EXERCISE PROMPT → Omit all pictures, then retype exactly the lines from the one that contains "# test: pointer" through the end of the listing.

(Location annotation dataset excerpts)
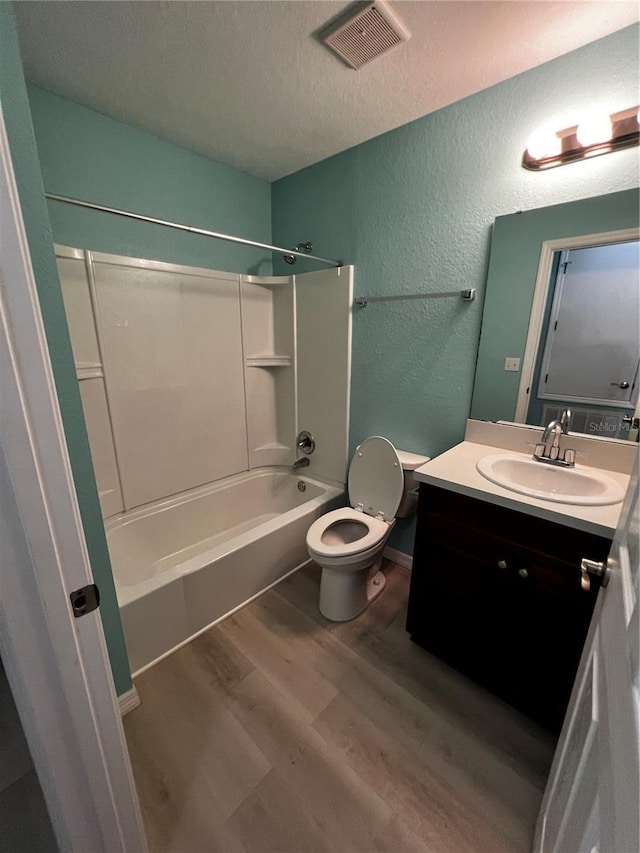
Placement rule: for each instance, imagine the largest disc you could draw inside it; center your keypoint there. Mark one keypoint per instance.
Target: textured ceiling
(248, 84)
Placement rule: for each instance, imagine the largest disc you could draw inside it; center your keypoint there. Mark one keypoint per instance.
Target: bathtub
(182, 564)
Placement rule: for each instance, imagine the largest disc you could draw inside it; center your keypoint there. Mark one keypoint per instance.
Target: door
(56, 664)
(591, 353)
(592, 800)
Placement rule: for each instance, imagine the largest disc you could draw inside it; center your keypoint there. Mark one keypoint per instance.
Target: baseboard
(128, 701)
(398, 557)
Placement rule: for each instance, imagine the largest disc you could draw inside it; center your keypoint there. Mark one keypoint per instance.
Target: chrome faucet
(548, 450)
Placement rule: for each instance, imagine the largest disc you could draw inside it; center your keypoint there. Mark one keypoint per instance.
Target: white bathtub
(184, 563)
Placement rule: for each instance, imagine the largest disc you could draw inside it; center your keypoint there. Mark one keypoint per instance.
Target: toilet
(348, 543)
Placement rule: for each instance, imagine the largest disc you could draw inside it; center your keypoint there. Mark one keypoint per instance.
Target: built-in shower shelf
(269, 361)
(274, 445)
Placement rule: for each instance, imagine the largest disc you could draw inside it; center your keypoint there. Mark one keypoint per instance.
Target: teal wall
(86, 155)
(413, 210)
(511, 280)
(15, 108)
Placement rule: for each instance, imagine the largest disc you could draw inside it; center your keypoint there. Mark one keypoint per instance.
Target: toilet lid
(375, 478)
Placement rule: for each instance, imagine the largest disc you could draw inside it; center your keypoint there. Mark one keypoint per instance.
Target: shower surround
(194, 385)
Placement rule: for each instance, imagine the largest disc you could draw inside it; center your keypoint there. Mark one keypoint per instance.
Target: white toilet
(348, 543)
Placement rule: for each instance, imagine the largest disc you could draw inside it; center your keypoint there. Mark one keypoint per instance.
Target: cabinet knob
(598, 570)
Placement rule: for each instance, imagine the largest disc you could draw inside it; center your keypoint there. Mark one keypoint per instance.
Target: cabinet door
(506, 614)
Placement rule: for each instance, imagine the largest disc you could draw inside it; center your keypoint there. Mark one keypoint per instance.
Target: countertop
(456, 471)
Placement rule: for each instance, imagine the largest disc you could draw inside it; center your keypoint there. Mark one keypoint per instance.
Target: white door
(592, 800)
(56, 664)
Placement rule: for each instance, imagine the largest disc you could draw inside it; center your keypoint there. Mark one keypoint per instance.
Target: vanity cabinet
(496, 594)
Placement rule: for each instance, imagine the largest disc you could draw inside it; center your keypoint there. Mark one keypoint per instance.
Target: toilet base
(344, 595)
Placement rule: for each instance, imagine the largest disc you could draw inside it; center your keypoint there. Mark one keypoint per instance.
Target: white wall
(323, 331)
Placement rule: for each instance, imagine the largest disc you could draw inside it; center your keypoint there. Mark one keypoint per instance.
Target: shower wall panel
(172, 348)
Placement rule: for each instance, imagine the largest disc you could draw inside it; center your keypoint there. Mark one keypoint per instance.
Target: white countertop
(456, 471)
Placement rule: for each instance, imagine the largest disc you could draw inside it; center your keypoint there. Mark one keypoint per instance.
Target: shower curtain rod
(201, 231)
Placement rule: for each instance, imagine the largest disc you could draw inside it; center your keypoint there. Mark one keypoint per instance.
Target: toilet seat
(376, 479)
(376, 531)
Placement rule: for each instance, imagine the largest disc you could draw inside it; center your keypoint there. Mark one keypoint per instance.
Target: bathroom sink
(577, 485)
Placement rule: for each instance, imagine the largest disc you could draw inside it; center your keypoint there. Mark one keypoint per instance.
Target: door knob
(591, 568)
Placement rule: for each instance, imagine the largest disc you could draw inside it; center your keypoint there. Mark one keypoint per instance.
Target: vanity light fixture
(597, 134)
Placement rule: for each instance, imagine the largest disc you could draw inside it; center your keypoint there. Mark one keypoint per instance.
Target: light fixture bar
(625, 132)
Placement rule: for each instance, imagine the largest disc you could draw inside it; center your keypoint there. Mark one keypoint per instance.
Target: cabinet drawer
(528, 558)
(474, 519)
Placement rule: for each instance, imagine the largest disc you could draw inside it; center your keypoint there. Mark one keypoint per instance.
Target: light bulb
(594, 129)
(544, 143)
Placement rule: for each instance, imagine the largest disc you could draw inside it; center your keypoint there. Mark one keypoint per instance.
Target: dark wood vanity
(496, 594)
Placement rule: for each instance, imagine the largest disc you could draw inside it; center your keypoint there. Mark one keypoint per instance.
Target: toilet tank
(409, 462)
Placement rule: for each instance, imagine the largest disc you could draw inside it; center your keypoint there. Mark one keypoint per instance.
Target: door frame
(57, 665)
(543, 281)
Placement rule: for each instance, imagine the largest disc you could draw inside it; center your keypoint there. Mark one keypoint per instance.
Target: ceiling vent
(364, 33)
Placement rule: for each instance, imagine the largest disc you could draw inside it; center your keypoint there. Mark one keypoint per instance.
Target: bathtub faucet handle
(306, 443)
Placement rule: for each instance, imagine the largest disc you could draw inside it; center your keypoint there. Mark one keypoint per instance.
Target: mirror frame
(513, 270)
(543, 283)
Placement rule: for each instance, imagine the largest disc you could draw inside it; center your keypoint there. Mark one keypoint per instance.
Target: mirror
(523, 298)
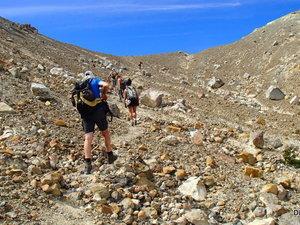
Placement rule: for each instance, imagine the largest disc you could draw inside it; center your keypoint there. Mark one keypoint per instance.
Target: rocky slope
(210, 153)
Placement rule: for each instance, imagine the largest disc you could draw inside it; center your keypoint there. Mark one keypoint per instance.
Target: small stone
(268, 221)
(197, 217)
(252, 171)
(259, 212)
(60, 122)
(193, 187)
(285, 182)
(247, 157)
(274, 93)
(295, 100)
(142, 215)
(142, 148)
(258, 139)
(180, 174)
(215, 83)
(168, 169)
(4, 108)
(210, 161)
(270, 188)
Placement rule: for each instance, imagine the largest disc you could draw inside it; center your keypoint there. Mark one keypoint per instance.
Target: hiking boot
(87, 168)
(111, 157)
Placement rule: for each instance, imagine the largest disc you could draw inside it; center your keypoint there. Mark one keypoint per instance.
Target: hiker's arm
(105, 87)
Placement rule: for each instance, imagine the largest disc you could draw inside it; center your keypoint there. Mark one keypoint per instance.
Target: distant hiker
(113, 80)
(140, 65)
(91, 96)
(131, 100)
(121, 85)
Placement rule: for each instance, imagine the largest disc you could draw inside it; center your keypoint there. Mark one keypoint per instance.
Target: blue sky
(136, 27)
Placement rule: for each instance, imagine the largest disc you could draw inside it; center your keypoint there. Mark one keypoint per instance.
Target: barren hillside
(212, 152)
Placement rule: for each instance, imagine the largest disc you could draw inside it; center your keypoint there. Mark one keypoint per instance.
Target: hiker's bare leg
(107, 140)
(88, 139)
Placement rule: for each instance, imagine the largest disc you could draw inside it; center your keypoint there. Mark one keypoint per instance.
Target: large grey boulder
(4, 108)
(151, 98)
(193, 187)
(41, 91)
(215, 83)
(274, 93)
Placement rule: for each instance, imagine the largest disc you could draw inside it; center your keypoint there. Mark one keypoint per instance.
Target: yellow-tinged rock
(285, 182)
(198, 125)
(173, 129)
(247, 157)
(142, 215)
(210, 161)
(252, 171)
(115, 208)
(261, 121)
(180, 174)
(60, 122)
(270, 188)
(55, 190)
(46, 188)
(105, 209)
(168, 169)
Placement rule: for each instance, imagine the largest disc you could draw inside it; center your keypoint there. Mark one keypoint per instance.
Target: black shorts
(96, 117)
(133, 102)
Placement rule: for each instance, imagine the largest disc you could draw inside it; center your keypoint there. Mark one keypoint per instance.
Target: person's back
(131, 101)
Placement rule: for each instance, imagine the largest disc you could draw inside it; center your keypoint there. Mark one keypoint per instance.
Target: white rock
(170, 140)
(295, 100)
(197, 217)
(291, 218)
(268, 221)
(151, 98)
(193, 187)
(215, 83)
(41, 91)
(4, 108)
(57, 71)
(274, 93)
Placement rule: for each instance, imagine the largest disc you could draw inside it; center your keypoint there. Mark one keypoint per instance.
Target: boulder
(215, 83)
(4, 108)
(197, 217)
(41, 91)
(151, 98)
(193, 187)
(274, 93)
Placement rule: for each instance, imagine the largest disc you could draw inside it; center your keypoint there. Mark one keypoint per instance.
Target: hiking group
(89, 96)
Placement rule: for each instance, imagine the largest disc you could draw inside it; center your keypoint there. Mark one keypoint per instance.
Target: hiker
(131, 100)
(140, 65)
(91, 103)
(120, 86)
(113, 79)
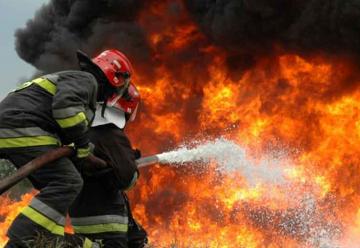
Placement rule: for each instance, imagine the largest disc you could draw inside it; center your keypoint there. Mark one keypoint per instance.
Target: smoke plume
(59, 28)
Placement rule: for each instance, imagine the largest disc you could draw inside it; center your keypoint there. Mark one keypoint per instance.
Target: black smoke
(302, 26)
(61, 27)
(246, 29)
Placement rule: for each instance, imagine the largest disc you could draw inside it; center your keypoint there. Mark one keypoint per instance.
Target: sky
(13, 15)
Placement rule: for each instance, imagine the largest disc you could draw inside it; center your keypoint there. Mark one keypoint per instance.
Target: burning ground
(278, 78)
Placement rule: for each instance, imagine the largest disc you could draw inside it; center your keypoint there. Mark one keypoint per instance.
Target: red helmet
(116, 67)
(128, 102)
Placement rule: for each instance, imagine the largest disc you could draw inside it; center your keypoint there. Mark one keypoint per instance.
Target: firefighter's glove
(84, 151)
(137, 153)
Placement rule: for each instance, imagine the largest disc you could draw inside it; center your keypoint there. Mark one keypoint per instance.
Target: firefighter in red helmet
(47, 112)
(101, 212)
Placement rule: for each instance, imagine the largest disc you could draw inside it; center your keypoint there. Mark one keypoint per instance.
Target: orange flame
(304, 108)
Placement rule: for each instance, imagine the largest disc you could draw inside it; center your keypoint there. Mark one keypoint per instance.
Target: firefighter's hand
(137, 153)
(83, 151)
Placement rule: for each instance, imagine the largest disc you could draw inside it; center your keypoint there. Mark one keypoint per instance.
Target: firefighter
(45, 113)
(101, 212)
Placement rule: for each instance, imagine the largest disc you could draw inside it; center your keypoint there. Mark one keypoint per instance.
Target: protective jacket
(101, 211)
(35, 118)
(48, 110)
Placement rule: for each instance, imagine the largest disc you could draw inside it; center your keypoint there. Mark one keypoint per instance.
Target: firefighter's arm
(121, 158)
(71, 109)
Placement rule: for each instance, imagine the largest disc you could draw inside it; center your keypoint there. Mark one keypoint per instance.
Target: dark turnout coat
(54, 108)
(101, 211)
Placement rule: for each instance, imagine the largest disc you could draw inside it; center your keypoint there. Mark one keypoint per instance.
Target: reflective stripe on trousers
(45, 216)
(100, 224)
(25, 137)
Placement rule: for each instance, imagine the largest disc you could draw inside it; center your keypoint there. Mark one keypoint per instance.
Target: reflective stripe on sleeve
(101, 228)
(100, 219)
(67, 112)
(23, 132)
(100, 224)
(43, 221)
(46, 85)
(89, 244)
(25, 137)
(28, 141)
(72, 121)
(47, 211)
(133, 181)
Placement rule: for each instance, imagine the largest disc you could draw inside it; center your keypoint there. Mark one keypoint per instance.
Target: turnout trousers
(104, 216)
(58, 183)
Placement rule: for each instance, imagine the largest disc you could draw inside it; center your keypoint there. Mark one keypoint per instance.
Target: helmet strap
(103, 108)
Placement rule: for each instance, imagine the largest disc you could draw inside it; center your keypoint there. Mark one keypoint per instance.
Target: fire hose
(55, 154)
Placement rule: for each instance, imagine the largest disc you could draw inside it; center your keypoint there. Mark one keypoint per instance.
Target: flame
(305, 108)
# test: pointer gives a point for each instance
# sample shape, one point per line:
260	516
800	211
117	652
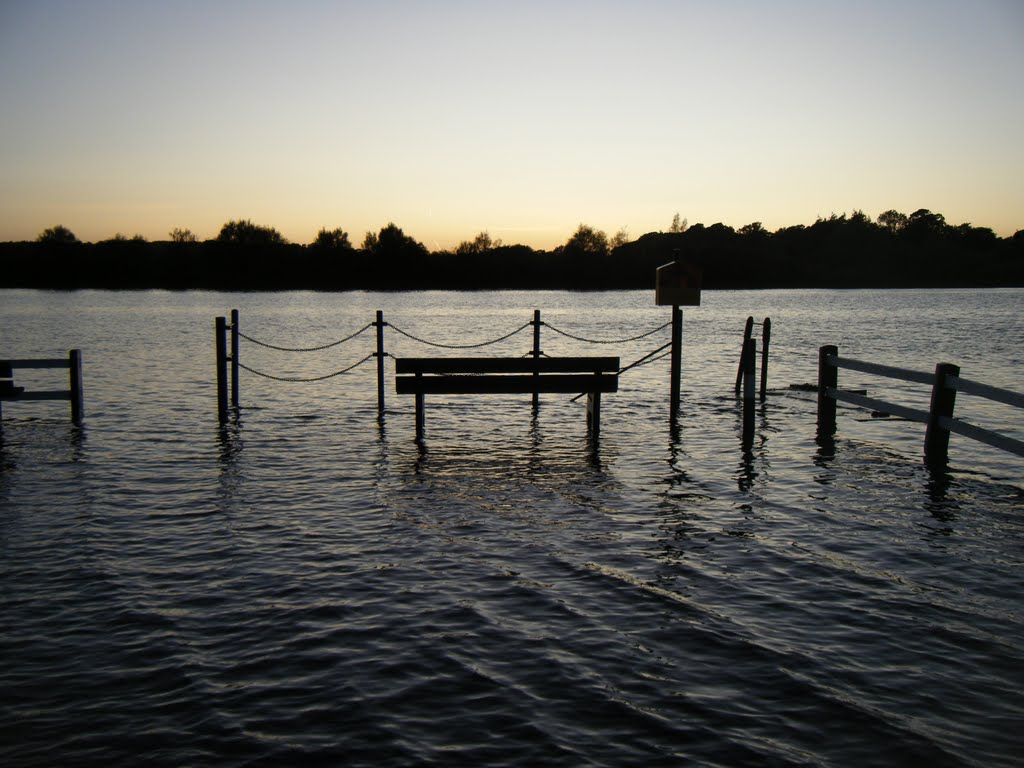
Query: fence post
765	343
220	327
537	354
943	400
827	377
235	358
748	331
749	361
75	385
677	357
380	363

RESULT FOR THIS EXERCISE →
# test: pointer gives a point for each instance
# sample shape, one point per line:
260	516
800	211
117	652
Query: fence post
765	343
220	327
537	354
943	400
827	377
235	358
748	331
749	361
75	385
677	357
380	363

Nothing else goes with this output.